(Trecho do documento):
● ● ● ● ● ● ●
Igreja Católica cresce com força em países africanos
Publicado no New York Times, com tradução na Folha de S. Paulo
LAGOS, Nigéria – A moça dormia tranquilamente sobre o piso frio de mármore diante do altar. No pátio da igreja, adolescentes enchiam latões com água purificada de uma fonte de pedra. No corredor, uma mulher magérrima disse que não comia nada desde o dia anterior, mas que esperava encontrar alimento aqui.
Atrás de seus altos portões de ferro nesta megalópole frenética com alguma coisa entre 11 milhões e 21 milhões de habitantes, a igreja de Cristo Rei é protetora, alimentadora e curadora.
São 6h e essa igreja da classe trabalhadora já está lotada de fiéis e cantos de hinos no meio do bairro ainda escuro. Seis missas são celebradas aqui todo domingo, para até 10 mil pessoas.
● ● ● ● ● ● ●
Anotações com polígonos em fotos
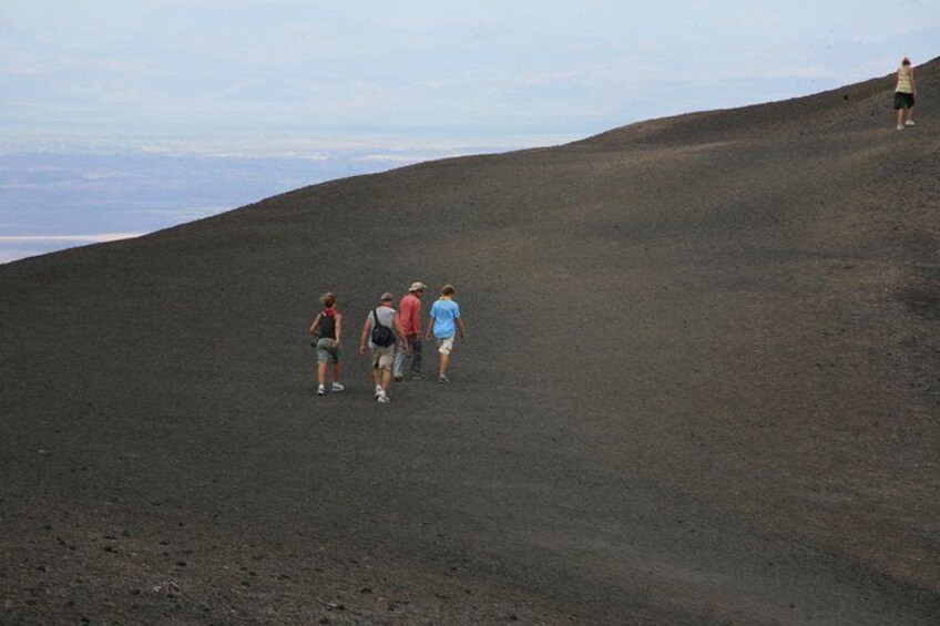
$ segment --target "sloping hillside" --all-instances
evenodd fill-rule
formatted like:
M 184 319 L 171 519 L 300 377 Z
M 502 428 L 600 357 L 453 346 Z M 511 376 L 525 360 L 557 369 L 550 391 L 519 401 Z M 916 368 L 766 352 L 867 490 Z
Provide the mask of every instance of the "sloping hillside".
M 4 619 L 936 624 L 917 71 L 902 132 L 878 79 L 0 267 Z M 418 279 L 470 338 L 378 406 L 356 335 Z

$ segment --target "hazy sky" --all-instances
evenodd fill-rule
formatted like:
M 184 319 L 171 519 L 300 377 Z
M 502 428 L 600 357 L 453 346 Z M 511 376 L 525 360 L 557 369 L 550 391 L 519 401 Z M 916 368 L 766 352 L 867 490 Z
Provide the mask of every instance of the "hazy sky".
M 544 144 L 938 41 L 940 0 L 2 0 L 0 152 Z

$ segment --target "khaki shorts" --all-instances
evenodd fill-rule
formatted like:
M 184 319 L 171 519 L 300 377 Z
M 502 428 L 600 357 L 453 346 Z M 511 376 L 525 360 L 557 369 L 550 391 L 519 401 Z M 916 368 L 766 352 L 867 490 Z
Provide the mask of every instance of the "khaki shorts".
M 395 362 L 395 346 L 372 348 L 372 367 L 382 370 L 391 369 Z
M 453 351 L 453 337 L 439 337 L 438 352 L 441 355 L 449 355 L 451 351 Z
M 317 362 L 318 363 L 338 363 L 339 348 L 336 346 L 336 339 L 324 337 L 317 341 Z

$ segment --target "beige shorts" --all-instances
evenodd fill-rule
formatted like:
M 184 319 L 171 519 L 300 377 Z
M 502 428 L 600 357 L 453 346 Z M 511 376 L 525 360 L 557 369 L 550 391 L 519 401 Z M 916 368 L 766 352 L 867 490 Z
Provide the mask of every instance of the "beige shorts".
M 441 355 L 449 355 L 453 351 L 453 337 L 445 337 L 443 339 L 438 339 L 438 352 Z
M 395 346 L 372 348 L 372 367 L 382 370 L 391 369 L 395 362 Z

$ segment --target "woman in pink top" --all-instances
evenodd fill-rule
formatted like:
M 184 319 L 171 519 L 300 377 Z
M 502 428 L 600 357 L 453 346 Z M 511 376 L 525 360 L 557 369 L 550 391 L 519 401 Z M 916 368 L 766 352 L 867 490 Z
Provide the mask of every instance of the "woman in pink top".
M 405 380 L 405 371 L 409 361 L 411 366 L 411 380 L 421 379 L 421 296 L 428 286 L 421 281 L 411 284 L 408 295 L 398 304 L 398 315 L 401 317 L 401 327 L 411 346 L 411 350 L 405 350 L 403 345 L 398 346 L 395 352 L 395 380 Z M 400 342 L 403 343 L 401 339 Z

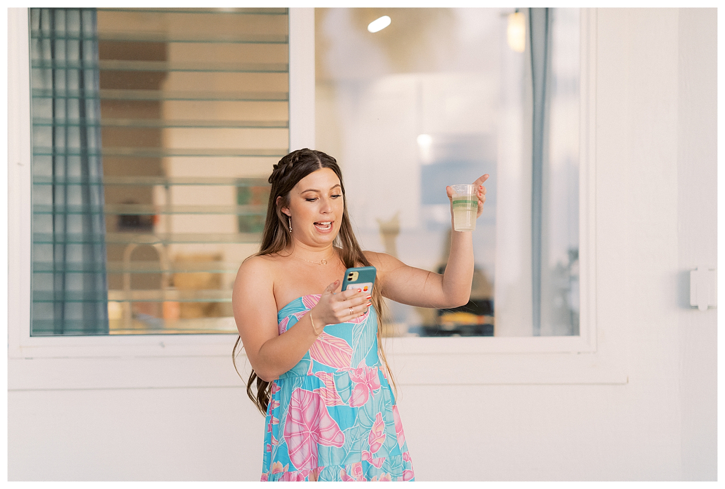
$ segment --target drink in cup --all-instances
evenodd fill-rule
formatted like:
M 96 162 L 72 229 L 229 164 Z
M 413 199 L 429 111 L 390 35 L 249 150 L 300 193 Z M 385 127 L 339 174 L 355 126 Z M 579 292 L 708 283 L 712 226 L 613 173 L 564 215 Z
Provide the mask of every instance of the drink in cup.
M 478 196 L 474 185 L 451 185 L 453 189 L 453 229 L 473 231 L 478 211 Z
● ● ● ● ● ● ●
(Exercício escrito A):
De acordo com a reportagem sobre a Igreja Católica na África, quantas missas são celebradas todo domingo na igreja de Cristo Rei?
(Exercício escrito B):
Traduza para o inglês esta frase da reportagem: "Seis missas são celebradas aqui todo domingo, para até 10 mil pessoas."
(Exercício escrito C):
Por favor, transcreva da reportagem tudo desde "Igreja Católica cresce" até "alimentadora e curadora.".

(Resposta da tarefa A):
Seis missas.

(Resposta da tarefa B):
Six Masses are celebrated here every Sunday, for up to 10,000 people.

(Resposta da tarefa C):
Igreja Católica cresce com força em países africanos
Publicado no New York Times, com tradução na Folha de S. Paulo
LAGOS, Nigéria – A moça dormia tranquilamente sobre o piso frio de mármore diante do altar. No pátio da igreja, adolescentes enchiam latões com água purificada de uma fonte de pedra. No corredor, uma mulher magérrima disse que não comia nada desde o dia anterior, mas que esperava encontrar alimento aqui.
Atrás de seus altos portões de ferro nesta megalópole frenética com alguma coisa entre 11 milhões e 21 milhões de habitantes, a igreja de Cristo Rei é protetora, alimentadora e curadora.